(Consegna A) Ripeti parola per parola il passo dell'estratto sulla mediazione negli sfratti compreso tra "Ciò che interessa" e "propria del giudizio nelle forme ordinarie.", estremi inclusi.

··· Estratto

Ciò che interessa notare è che anche nel caso del procedimento di sfratto che concerna contratti di comodato o di affitto di azienda varrà la regola per cui l'obbligatorietà dell'esperimento della procedura di mediazione non sarà riferita alla fase del procedimento speciale ma riguarderà solo la fase successiva del procedimento, propria del giudizio nelle forme ordinarie.
La competenza territoriale per la mediazione
Altro aspetto da considerare è quello relativo alla competenza territoriale.
Deve essere ricordato che l'art. 447-bis c.p.c. esclude che per le cause locatizie la competenza territoriale sia derogabile (si veda in questo senso: Cass. civ., sez. I, 16 gennaio 2003, n. 581 che ha sottolineato come le controversie “in materia di locazione” siano attribuite dagli artt. 21 e 447-bis c.p.c. alla competenza territoriale appunto inderogabile del giudice del luogo in cui si trova l'immobile oggetto della locazione).
Di contro la competenza per territorio quanto al procedimento di mediazione è derogabile su accordo delle parti: l'art. 4 del decreto legislativo n. 28 (“Accesso alla mediazione”) così come modificato dalla riforma Cartabia infatti – dopo avere disposto che “la domanda di mediazione relativa alle controversie di cui all'articolo 2 è depositata da una delle parti presso un organismo nel luogo del giudice territorialmente competente per la controversia” – prevede appunto che “la competenza dell'organismo è derogabile su accordo delle parti”.
Ordinanza di rilascio ex art. 665 c.p.c. ed improcedibilità del giudizio per omesso svolgimento della procedura di mediazione
Un problema delicato – che presenta anche importanti effetti sostanziali – concerne l'onere dell'esperimento della procedura di mediazione obbligatoria nel caso in cui, promosso un procedimento di sfratto il giudice abbia pronunciato (su istanza del locatore intimante: Cass. civ., sez. III, 27 agosto 2013, n. 19602), l'ordinanza di rilascio con riserva delle eccezioni del convenuto prevista dall'art. 665 c.p.c. ed abbia fissato l'udienza per la prosecuzione del giudizio nelle forme ordinarie.

······

(Consegna B) Aggiorna le righe riportate più sotto, dalla prima fino a quella che contiene "column 11, row 80" inclusa, sostituendo "tree line" con "forest edge" e lasciando invariato tutto il resto. Nella risposta ometti le immagini.

··· Estratti delle righe

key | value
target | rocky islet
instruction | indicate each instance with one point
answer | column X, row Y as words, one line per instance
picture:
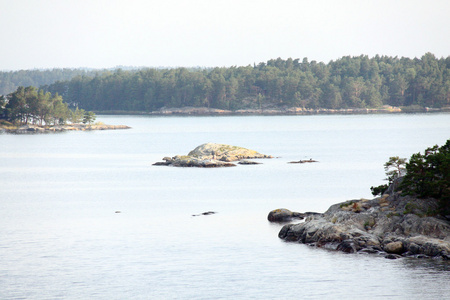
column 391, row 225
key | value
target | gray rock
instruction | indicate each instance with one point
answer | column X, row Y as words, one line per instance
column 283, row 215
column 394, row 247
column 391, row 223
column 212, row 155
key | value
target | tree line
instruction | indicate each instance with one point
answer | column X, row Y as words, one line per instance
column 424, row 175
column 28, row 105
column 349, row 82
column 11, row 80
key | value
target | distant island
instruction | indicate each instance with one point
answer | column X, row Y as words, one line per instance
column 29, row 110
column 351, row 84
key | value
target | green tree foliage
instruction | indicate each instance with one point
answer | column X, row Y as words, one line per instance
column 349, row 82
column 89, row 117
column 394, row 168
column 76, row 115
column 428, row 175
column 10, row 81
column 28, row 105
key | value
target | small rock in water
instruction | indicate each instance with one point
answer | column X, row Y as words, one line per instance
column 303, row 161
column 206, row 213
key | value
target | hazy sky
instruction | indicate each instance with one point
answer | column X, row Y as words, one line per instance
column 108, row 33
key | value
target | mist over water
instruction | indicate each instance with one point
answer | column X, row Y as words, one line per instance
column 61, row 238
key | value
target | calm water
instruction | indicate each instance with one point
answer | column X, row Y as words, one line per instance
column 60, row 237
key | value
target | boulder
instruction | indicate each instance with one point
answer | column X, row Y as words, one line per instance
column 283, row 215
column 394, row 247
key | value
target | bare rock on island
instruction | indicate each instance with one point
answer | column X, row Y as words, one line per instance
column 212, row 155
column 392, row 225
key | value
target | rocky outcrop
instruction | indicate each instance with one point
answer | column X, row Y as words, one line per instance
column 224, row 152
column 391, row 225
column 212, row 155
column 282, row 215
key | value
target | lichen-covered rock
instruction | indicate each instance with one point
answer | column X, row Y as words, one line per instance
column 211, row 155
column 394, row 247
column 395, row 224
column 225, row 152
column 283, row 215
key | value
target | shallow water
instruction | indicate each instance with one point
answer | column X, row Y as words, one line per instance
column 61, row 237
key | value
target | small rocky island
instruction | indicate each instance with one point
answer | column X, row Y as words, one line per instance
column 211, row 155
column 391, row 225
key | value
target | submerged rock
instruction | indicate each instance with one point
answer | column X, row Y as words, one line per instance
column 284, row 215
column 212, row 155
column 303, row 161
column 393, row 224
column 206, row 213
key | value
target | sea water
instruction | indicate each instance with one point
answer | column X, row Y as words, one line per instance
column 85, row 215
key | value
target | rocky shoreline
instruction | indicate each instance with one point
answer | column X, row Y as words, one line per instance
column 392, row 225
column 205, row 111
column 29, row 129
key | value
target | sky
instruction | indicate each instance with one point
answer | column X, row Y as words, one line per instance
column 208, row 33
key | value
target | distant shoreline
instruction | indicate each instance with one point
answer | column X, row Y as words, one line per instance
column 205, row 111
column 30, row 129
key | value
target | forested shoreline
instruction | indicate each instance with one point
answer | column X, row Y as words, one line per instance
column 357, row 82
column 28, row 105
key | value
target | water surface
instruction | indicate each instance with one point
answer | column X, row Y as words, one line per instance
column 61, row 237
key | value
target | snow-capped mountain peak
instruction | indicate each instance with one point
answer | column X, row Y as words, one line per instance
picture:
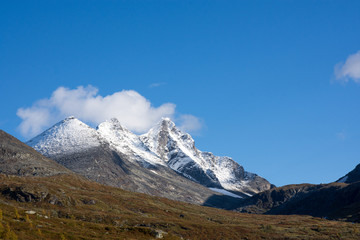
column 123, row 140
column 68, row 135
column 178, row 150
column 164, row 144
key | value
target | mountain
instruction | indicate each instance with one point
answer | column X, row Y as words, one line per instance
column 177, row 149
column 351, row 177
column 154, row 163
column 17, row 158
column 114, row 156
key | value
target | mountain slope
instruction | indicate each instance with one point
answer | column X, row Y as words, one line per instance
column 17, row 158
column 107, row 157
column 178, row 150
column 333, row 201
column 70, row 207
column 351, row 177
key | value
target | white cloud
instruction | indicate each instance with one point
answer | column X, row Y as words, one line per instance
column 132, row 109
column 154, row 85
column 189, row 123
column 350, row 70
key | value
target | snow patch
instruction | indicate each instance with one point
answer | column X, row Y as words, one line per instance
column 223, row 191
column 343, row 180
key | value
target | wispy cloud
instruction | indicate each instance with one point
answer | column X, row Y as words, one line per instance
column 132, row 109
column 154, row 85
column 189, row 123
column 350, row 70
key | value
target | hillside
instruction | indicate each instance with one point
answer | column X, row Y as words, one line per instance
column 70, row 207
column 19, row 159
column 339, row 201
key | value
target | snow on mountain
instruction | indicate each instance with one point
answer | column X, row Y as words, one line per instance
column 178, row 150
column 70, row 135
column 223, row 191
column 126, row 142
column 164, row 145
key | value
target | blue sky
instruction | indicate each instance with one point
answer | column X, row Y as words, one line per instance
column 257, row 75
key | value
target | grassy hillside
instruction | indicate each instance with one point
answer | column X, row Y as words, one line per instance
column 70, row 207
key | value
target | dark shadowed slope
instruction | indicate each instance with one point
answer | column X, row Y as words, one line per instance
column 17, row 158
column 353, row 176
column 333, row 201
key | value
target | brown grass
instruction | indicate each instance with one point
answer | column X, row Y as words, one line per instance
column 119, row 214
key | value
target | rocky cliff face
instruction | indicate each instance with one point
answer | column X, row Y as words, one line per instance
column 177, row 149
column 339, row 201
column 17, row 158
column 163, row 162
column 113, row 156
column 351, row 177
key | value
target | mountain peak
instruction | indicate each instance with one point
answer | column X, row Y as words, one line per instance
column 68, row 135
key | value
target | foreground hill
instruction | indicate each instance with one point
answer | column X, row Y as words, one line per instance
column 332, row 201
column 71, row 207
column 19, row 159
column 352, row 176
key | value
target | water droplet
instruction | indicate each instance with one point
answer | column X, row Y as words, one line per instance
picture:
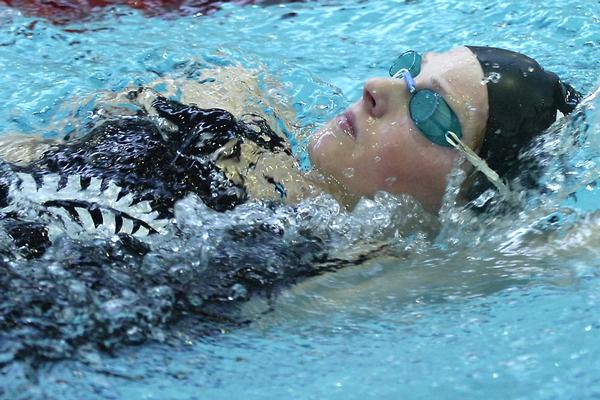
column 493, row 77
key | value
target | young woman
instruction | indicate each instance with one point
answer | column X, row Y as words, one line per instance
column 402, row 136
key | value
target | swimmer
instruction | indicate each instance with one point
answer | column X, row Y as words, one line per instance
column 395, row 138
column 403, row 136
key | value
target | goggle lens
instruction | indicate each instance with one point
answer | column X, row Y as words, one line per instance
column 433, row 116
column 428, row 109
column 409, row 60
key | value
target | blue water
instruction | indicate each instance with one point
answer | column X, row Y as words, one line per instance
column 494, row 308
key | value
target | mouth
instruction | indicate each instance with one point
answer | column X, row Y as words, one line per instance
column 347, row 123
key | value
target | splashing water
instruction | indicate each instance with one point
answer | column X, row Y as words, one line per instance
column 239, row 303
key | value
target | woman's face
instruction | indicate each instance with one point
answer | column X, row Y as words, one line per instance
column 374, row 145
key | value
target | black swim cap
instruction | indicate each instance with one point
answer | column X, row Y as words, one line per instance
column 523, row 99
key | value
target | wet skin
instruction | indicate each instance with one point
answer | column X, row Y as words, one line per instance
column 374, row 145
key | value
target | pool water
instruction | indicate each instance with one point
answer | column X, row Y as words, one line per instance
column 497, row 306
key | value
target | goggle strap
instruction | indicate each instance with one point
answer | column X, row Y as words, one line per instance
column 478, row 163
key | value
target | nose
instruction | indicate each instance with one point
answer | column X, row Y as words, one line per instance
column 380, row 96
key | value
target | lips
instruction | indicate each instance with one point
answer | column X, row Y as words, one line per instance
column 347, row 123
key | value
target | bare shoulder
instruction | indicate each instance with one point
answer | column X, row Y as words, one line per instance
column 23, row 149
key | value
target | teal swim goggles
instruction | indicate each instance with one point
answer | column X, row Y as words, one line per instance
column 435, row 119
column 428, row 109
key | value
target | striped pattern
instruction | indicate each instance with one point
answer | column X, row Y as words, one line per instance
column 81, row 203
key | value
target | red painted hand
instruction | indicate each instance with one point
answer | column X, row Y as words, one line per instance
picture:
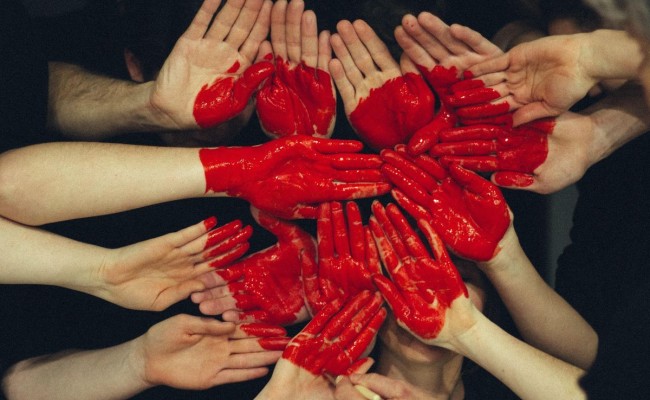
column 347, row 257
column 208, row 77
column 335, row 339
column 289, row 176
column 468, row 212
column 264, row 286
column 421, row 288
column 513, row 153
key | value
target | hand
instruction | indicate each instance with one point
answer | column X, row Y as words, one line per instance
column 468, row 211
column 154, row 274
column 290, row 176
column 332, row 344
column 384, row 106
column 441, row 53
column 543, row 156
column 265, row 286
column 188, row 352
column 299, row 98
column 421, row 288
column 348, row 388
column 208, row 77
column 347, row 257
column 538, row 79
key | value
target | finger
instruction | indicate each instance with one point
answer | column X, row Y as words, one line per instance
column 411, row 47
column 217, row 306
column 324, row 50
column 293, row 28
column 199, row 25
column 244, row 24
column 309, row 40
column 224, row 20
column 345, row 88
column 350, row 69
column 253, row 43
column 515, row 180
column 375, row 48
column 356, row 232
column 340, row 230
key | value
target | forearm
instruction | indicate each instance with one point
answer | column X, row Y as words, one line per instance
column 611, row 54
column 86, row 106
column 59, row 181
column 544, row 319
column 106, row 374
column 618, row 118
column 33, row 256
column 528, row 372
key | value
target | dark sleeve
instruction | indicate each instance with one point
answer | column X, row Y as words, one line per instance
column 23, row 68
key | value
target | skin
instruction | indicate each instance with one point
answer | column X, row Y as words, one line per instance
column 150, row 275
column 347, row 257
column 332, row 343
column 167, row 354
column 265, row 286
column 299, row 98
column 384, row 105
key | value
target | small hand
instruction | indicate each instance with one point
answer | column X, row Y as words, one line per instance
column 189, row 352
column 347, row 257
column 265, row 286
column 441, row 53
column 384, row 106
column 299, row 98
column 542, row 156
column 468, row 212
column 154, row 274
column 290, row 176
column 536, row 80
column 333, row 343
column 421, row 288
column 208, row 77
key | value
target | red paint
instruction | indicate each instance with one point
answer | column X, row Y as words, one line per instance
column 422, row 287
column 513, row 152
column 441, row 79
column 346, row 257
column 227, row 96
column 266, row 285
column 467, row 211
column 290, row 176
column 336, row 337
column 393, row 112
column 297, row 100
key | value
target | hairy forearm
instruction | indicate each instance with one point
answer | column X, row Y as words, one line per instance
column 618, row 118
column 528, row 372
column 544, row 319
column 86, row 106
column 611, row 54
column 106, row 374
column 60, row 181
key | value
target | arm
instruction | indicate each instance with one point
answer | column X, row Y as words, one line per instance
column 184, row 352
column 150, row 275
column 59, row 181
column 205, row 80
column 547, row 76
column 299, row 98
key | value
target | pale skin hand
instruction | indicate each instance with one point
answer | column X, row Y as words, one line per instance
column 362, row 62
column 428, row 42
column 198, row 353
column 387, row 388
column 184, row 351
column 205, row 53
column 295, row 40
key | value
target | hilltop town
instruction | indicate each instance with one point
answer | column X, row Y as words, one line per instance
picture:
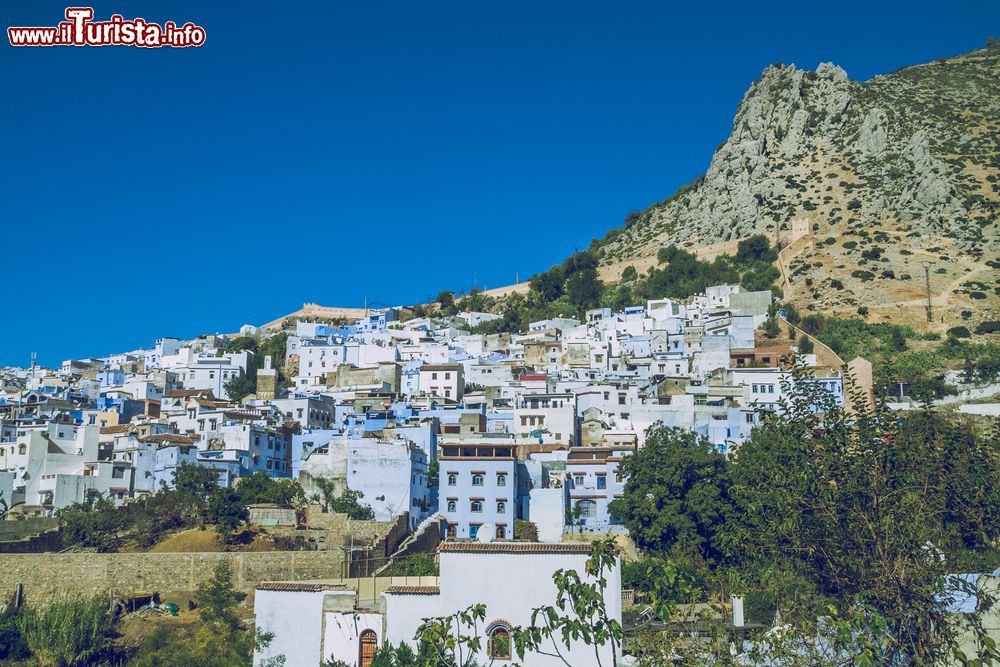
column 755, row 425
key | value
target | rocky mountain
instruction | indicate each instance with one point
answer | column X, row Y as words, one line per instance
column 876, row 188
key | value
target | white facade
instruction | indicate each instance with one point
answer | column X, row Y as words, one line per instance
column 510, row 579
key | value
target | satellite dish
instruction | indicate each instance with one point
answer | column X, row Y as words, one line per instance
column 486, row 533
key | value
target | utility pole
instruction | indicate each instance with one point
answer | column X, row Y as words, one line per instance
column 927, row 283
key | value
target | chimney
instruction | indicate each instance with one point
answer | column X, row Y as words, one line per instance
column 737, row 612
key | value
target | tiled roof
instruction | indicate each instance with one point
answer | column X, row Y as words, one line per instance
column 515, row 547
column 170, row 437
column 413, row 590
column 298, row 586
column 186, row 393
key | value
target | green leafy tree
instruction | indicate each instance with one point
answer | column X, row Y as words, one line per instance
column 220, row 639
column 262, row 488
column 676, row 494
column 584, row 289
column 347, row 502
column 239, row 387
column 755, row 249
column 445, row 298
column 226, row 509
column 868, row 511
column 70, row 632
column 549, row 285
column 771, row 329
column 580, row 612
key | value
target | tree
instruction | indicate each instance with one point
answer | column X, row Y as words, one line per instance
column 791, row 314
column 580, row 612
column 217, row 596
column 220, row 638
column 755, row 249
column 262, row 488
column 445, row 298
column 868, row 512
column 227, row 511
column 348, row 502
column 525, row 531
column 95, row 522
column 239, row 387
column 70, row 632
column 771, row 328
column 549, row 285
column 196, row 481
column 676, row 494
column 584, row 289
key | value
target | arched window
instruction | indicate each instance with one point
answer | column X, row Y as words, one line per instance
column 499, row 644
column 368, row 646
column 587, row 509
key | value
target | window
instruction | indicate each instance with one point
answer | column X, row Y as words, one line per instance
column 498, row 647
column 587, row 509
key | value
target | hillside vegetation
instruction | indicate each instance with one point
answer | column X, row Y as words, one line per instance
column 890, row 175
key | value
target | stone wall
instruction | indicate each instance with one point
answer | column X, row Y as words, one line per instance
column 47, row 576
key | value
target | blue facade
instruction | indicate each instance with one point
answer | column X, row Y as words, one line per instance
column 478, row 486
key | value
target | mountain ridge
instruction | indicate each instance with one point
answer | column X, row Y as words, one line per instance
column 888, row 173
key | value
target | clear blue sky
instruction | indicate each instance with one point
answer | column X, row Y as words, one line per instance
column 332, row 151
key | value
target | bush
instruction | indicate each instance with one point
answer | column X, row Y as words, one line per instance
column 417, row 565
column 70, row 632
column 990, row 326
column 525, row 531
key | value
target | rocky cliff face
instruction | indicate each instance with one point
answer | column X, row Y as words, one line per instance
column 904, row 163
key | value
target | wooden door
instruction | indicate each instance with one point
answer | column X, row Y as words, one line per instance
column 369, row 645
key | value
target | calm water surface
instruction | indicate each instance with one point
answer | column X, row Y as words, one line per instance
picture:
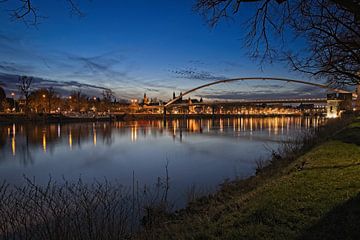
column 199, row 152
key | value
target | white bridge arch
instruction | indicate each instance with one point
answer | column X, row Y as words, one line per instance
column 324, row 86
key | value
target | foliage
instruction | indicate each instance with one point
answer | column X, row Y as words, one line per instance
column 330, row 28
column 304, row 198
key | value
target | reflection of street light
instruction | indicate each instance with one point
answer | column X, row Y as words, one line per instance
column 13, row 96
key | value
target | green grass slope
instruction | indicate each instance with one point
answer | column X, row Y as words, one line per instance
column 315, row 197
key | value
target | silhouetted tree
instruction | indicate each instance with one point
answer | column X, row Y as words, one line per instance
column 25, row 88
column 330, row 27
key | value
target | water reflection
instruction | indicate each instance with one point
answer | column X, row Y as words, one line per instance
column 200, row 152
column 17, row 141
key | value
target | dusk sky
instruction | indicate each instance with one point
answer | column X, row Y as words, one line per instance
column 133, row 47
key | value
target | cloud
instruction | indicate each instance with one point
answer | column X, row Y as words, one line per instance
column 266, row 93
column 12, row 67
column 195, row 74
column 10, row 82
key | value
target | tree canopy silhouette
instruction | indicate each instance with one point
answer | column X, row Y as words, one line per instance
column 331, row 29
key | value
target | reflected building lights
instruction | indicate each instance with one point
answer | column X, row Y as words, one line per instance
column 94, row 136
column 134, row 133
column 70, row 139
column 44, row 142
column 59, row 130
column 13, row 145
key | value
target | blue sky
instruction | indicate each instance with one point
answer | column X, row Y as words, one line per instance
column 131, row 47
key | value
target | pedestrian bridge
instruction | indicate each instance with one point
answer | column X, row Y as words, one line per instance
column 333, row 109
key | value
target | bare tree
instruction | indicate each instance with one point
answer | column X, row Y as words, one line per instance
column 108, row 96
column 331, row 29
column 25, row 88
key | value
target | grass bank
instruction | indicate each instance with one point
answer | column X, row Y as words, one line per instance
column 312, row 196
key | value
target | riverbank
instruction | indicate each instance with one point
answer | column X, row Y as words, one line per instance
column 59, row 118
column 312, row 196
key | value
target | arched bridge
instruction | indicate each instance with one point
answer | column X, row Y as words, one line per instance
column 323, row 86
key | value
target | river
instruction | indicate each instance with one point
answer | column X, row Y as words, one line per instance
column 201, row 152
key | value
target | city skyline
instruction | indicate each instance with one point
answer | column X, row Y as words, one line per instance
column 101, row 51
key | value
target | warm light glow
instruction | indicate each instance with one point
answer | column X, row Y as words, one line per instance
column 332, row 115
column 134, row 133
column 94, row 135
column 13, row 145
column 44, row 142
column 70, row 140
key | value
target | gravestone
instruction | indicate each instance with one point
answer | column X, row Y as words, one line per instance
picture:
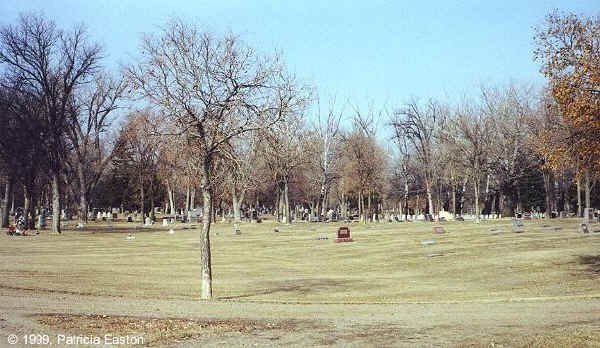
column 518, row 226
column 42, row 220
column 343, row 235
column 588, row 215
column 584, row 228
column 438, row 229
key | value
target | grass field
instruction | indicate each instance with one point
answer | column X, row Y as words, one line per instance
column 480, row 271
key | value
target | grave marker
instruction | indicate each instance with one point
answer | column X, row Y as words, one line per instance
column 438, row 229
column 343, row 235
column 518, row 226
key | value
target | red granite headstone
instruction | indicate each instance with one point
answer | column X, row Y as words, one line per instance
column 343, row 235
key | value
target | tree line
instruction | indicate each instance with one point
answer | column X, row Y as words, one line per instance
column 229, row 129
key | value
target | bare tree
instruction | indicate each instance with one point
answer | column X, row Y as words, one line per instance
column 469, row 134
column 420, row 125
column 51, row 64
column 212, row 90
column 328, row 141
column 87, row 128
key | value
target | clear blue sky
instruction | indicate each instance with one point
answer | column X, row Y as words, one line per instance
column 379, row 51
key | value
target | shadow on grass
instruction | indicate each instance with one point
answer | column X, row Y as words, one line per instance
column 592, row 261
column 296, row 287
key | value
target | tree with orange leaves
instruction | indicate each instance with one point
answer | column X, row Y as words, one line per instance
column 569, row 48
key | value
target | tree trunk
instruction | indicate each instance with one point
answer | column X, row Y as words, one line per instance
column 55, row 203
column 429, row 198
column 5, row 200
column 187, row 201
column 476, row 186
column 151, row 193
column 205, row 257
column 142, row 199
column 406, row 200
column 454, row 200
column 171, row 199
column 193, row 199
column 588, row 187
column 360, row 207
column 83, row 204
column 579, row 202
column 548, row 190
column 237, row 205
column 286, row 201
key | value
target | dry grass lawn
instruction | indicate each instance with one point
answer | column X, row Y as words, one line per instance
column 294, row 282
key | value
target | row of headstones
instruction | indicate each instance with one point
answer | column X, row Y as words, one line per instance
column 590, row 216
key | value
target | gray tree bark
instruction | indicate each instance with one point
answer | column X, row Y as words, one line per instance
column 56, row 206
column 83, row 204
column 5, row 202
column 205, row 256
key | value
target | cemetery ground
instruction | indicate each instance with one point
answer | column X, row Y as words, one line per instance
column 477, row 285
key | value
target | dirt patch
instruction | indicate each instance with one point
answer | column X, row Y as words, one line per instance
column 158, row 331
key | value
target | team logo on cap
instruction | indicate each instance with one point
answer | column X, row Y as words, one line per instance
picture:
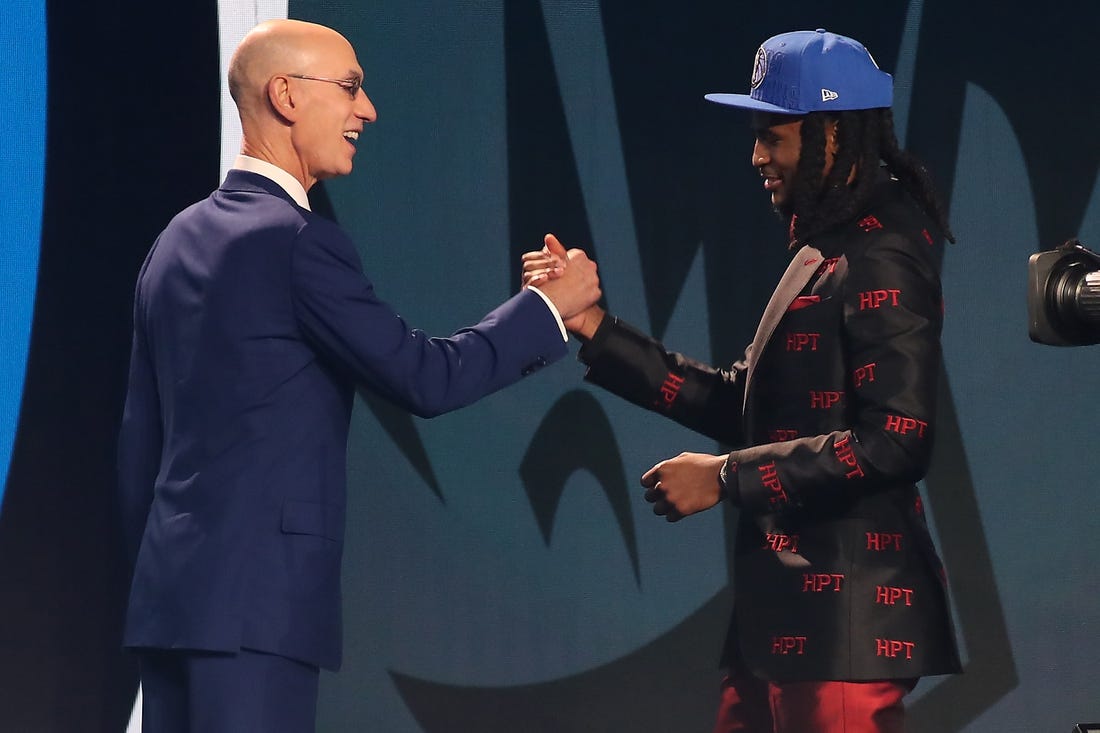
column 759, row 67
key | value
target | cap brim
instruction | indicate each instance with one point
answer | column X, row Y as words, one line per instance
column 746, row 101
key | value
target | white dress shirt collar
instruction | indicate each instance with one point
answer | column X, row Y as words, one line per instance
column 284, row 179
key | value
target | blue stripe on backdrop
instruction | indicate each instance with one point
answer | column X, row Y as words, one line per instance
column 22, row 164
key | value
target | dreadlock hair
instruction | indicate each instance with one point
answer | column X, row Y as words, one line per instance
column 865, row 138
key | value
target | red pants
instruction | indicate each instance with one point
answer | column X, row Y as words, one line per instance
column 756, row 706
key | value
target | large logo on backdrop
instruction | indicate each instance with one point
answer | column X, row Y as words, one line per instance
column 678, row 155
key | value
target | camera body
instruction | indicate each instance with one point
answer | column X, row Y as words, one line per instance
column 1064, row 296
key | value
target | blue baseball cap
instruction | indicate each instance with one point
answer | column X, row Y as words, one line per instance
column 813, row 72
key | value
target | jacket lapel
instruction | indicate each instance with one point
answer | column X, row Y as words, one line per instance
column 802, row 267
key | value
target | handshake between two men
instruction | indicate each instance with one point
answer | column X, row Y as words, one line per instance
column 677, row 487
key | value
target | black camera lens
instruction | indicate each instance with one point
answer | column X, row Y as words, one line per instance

······

(Soluzione scritta A)
Ciò che interessa notare è che anche nel caso del procedimento di sfratto che concerna contratti di comodato o di affitto di azienda varrà la regola per cui l'obbligatorietà dell'esperimento della procedura di mediazione non sarà riferita alla fase del procedimento speciale ma riguarderà solo la fase successiva del procedimento, propria del giudizio nelle forme ordinarie.

(Soluzione scritta B)
key | value
target | rocky islet
instruction | indicate each instance with one point
answer | column X, row Y as words, one line per instance
picture:
column 391, row 225
key | value
target | gray rock
instruction | indicate each instance with one point
answer | column X, row Y as words, one line per instance
column 283, row 215
column 394, row 247
column 391, row 223
column 212, row 155
key | value
target | forest edge
instruction | indicate each instance with one point
answer | column X, row Y as words, one line per instance
column 424, row 175
column 28, row 105
column 349, row 82
column 11, row 80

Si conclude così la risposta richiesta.